- **Set problem**
Update the entries below by changing "bush" to "shrub" wherever it occurs, and write them out again with everything else left as is.

---

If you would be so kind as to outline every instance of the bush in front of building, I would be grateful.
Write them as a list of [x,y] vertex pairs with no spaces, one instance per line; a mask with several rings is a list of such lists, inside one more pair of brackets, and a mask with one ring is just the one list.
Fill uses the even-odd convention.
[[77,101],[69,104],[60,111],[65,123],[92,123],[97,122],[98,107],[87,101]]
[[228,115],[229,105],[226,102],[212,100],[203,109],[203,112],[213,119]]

---

- **Output for this task**
If you would be so kind as to outline every instance of the shrub in front of building, I would be grateful.
Write them as a list of [x,y] vertex pairs with no spaces, one instance per line; a mask with several rings is a list of such lists, inside one more pair of brackets, and a mask with one ring is just the one list.
Fill uses the even-odd convention.
[[77,101],[69,104],[60,111],[65,123],[92,123],[97,122],[98,107],[87,101]]
[[228,115],[229,105],[226,102],[212,100],[203,109],[203,112],[213,119]]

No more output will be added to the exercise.